- Recorded information
## Start

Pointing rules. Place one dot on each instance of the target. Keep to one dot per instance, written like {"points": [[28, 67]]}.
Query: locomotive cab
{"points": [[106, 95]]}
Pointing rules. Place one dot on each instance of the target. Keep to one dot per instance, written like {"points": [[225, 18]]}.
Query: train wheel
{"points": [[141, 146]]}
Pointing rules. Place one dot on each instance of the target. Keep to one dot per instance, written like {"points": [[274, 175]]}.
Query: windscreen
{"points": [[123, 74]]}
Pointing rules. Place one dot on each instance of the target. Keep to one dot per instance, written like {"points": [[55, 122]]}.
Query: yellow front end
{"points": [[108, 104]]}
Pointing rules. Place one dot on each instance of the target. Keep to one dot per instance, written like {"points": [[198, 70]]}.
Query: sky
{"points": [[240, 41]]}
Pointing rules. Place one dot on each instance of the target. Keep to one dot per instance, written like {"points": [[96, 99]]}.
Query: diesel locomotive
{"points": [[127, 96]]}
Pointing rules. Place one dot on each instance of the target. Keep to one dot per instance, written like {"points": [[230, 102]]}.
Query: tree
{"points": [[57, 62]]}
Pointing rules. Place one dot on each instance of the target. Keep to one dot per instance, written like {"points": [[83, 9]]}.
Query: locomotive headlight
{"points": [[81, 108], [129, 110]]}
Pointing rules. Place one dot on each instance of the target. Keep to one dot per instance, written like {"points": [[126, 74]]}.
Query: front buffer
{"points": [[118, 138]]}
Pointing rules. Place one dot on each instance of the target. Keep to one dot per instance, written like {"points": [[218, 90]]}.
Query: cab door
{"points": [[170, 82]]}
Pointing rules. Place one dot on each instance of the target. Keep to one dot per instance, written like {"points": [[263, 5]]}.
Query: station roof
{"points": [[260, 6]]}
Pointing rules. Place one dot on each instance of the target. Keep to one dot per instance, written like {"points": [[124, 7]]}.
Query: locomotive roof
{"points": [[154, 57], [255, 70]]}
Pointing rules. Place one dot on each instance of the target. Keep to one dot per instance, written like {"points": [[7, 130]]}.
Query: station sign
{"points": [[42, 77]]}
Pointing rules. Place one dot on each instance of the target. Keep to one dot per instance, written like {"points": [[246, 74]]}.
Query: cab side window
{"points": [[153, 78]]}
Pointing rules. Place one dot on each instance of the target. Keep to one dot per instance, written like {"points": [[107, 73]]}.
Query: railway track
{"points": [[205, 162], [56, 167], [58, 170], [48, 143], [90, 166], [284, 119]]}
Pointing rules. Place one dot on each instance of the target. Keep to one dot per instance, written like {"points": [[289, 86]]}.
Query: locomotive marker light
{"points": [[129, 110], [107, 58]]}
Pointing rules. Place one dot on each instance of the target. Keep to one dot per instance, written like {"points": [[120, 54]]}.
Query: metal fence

## End

- Objective
Write the data out again in full and exactly.

- Output for this exercise
Pointing rules. Place one dot on each instance of the target. Keep to one dot per instance, written like {"points": [[28, 67]]}.
Query: locomotive cab
{"points": [[106, 95]]}
Pointing rules. Place one dot on each instance of the target. Keep to one dot per instance, written like {"points": [[225, 18]]}.
Query: train wheel
{"points": [[141, 146]]}
Pointing rules. Place one dot on each instance of the target. Keep to one dot per instance, written like {"points": [[274, 175]]}.
Query: windscreen
{"points": [[123, 74]]}
Pointing rules. Place one dot on each instance of the target. Keep to one dot per instance, written like {"points": [[55, 122]]}.
Query: yellow front end
{"points": [[108, 104]]}
Pointing rules. Place one dot on each instance of the target. Keep to one dot per instance, written like {"points": [[198, 70]]}.
Query: sky
{"points": [[240, 41]]}
Pointing rules. Place one dot on each instance of the target. Keep to one dot per instance, written like {"points": [[96, 99]]}.
Query: diesel locomotive
{"points": [[127, 96]]}
Pointing rules. Place one dot on each instance of the target. Keep to one dot per instance, written like {"points": [[230, 102]]}.
Query: tree
{"points": [[57, 62]]}
Pointing rules. Place one dot on each instance of the target. Keep to one dot per instance, written like {"points": [[83, 9]]}.
Query: locomotive headlight
{"points": [[81, 108], [129, 110]]}
Pointing rules. Place one dot on each instance of the target. Keep to one dot per instance, written like {"points": [[126, 74]]}.
Query: front buffer
{"points": [[118, 138]]}
Pointing rules. Place one dot on each instance of the target. Keep to one dot per instance, written like {"points": [[218, 90]]}.
Query: cab door
{"points": [[170, 82]]}
Pointing rules. Place one dot on each instance of the target. Keep to one dot per instance, written like {"points": [[263, 5]]}.
Query: station roof
{"points": [[260, 6]]}
Pointing rules. Place one dot on each instance of the target. Keep to one dot per instance, written like {"points": [[124, 7]]}.
Query: locomotive roof
{"points": [[154, 57], [255, 70]]}
Pointing rules. Place one dot on each instance of the target. Keep to one dot per instance, written like {"points": [[7, 130]]}.
Query: station sign
{"points": [[42, 77]]}
Pointing rules. Place one dot on each instance of the target. Keep to one dot per instance, written like {"points": [[246, 74]]}.
Query: cab side window
{"points": [[153, 78]]}
Pointing rules. Place one dot on each instance of the target. Keep to one dot per instance, written like {"points": [[107, 73]]}.
Query: railway track
{"points": [[205, 162], [56, 167], [58, 170], [48, 143], [90, 166], [284, 119]]}
Pointing rules. Place one dot on each instance of the target. Keep to one dot per instance, written like {"points": [[289, 86]]}.
Query: locomotive marker light
{"points": [[129, 110], [107, 58]]}
Pointing rules. Place one dot on each instance of the target. Keep to one dot per instance, written like {"points": [[120, 54]]}.
Query: metal fence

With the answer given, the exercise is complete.